Texte cité →
++++++++++++++++++++
Nicolas Detry et Vincent Veschambre, De l’urbicide à la réparation. Le cas de la bibliothèque de Sarajevo, Revue Urbanité#5, 2015.
Article mis en ligne le 6 octobre 2018
dernière modification le 4 octobre 2018

Le concept d’urbicide désigne l’anéantissement total d’une ville. Le terme est devenu courant à la fin des années 1990, notamment après que Bogdan Bogdanovic, architecte et ancien maire de Belgrade, l’a employé à propos de Sarajevo, de Vukovar ou de Mostar. Mais que détruit l’urbicide ?

(...) Qu’est-ce qu’un urbicide ?
Pour répondre à cette question, Emmanuel Laurentin s’entretient avec Philippe Chassaigne, professeur d’histoire contemporaine à l’Université de Bordeaux-Montaigne, Nicolas Detry, maître de conférences à l’Université de Clermont-Ferrand et architecte, spécialiste en restauration de sites et monuments historiques et Brent Patterson, historien de l’architecture et des formes urbaines, enseignant à l’Ecole d’architecture Paris-Malaquais.(...)

Nicolas Detry Dans toutes les guerres, les belligérants tentent d’effacer les monuments, les œuvres d’art, les musées de l’ennemi. Mais tenter d’effacer les traces ne produit pas l’oubli. On court même le risque d’aiguiser le souvenir de la chose détruite. C’est ce que j’appelle la "perte retrouvée" : on tente en détruisant ces monuments d’effacer toutes ces traces mais elles ne disparaissent pas. (...)
++++++++++++++++++++
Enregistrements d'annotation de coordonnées
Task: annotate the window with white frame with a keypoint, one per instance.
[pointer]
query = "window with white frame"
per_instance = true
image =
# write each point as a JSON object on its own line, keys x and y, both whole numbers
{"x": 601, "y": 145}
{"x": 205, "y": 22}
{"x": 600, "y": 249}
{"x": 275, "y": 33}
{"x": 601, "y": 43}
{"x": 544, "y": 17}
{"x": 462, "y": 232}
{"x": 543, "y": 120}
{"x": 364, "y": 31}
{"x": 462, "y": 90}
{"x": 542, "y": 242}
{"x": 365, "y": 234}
++++++++++++++++++++
Consignes →
1. D'après le texte sur l'urbicide, quelle fonction Bogdan Bogdanovic a-t-il occupée à Belgrade ?
2. Filtrez les enregistrements et recopiez chaque ligne qui contient le mot "frame".

Réponses attendues →
1. Il a été maire de Belgrade.

2.
Task: annotate the window with white frame with a keypoint, one per instance.
query = "window with white frame"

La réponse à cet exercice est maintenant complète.